Aim: Omit the images, then output each of the records below exactly.

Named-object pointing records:
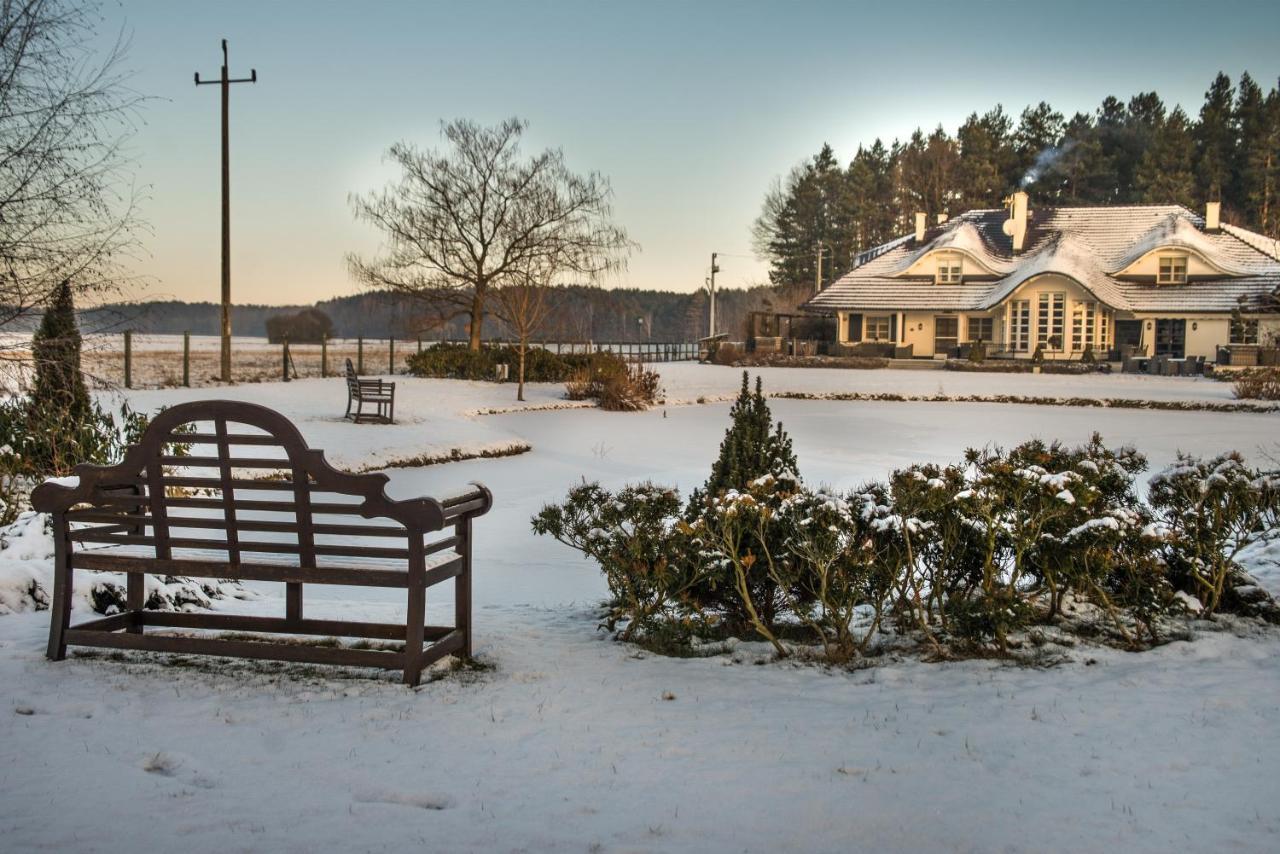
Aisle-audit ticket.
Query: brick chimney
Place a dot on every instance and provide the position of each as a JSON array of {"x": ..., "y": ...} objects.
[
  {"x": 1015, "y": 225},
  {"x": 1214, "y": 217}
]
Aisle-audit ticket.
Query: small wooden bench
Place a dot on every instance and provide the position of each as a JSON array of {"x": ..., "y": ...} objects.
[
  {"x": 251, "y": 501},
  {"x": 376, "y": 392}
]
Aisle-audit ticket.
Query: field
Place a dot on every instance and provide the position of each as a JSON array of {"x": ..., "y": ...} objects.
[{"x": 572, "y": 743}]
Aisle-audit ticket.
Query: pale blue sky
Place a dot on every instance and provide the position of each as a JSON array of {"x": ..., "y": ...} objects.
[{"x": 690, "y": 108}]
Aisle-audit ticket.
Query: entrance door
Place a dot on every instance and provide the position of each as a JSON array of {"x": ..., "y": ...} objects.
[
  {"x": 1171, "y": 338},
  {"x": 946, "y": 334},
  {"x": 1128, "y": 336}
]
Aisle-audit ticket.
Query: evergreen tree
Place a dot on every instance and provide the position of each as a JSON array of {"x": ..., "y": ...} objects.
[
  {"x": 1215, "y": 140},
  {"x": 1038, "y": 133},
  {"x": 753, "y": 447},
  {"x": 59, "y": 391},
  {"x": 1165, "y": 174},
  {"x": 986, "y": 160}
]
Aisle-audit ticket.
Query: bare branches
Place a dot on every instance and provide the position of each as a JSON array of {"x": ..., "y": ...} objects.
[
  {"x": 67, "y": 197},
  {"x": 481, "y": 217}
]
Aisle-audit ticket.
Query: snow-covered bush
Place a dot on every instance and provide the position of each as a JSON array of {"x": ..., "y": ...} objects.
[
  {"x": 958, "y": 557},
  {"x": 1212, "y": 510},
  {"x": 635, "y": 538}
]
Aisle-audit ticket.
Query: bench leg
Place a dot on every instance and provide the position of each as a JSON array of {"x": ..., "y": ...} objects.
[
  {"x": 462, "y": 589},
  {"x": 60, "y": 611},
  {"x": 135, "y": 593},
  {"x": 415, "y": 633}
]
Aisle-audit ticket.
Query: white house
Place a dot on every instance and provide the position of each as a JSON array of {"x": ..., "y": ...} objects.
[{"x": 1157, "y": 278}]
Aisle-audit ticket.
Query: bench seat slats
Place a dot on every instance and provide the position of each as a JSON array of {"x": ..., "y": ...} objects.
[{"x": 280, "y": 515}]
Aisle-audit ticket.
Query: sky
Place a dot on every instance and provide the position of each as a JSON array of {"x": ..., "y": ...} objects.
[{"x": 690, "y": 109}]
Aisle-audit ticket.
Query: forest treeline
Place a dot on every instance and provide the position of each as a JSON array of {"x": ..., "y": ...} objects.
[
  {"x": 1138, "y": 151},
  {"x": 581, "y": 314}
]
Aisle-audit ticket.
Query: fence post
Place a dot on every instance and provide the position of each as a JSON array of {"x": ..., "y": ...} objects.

Response below:
Aisle-audit ticket.
Query: brick chimney
Place a dot on every instance and provide the position of each as a JSON array of {"x": ..., "y": ...} objects.
[
  {"x": 1015, "y": 225},
  {"x": 1214, "y": 217}
]
Aisle-audit ticket.
Query: small wooden bench
Place a dot on every instance and provide the position of each as a JSON array of {"x": ..., "y": ...} objects.
[
  {"x": 251, "y": 501},
  {"x": 376, "y": 392}
]
Aisle-audit ticket.
Query: field
Place a dot on every instance and provide the position of each as a JSON array of {"x": ..., "y": ...} objects.
[{"x": 572, "y": 743}]
Aisle-audit ticket.
Query: pale blue sky
Place a dot on every instance and provide the position of each as a JSON array of {"x": ..., "y": ...} objects.
[{"x": 690, "y": 108}]
Aisle-audit ticket.
Query: entrance door
Place a dot on every instance and provide the position of each as a JSON array of {"x": ..., "y": ...} objects.
[
  {"x": 1171, "y": 338},
  {"x": 946, "y": 334},
  {"x": 1128, "y": 336}
]
Aisle-audit ticket.
Query: evergreen tree
Place a dot on every instance and provide the position of each as a JSON array of {"x": ..., "y": ...} objects.
[
  {"x": 1215, "y": 140},
  {"x": 1038, "y": 133},
  {"x": 753, "y": 447},
  {"x": 59, "y": 391},
  {"x": 1165, "y": 174},
  {"x": 986, "y": 160}
]
Aisle-audit ticket.
Query: bare branches
Place a dot on every instance and provide the position of each as a JSON array of {"x": ..., "y": ...} objects.
[
  {"x": 67, "y": 197},
  {"x": 481, "y": 217}
]
Aisle-audit ticket.
Query: snow-covered bush
Place a dot on every instance and provide the position of each as a JSON array of {"x": ..., "y": ...} objects.
[
  {"x": 958, "y": 557},
  {"x": 1212, "y": 510},
  {"x": 635, "y": 538}
]
Aisle-audit ticket.
Query: bench leg
Place a dot on every instance and provide the position of each as a JSON array of {"x": ..., "y": ...} objects.
[
  {"x": 462, "y": 589},
  {"x": 60, "y": 611},
  {"x": 135, "y": 593},
  {"x": 415, "y": 633}
]
Aisle-audit ticket.
Query: white house
Place a dot on every instance and provide the position of each as a JSON array of {"x": ..., "y": ...} objects.
[{"x": 1157, "y": 278}]
Aisle-audit ticket.
Query: bench seat slats
Place a dot on every instance and provide the position of each as a JSON array of {"x": ..., "y": ...} objects.
[{"x": 280, "y": 515}]
Aisle-audit ticket.
Query: sky
Place a dot on every instance and provide the position of each as a JSON array of {"x": ..., "y": ...} objects.
[{"x": 690, "y": 109}]
Aisle-audit ticket.
Query: forest treeline
Place a dot on every instance and provide the position of each as a JSON array of {"x": ..., "y": ...} objects.
[
  {"x": 1138, "y": 151},
  {"x": 581, "y": 314}
]
Aisle-audit ticket.
Query: fence post
Place a dot on every instance and provide the position of each as a JSON array of {"x": ..., "y": ...} objects.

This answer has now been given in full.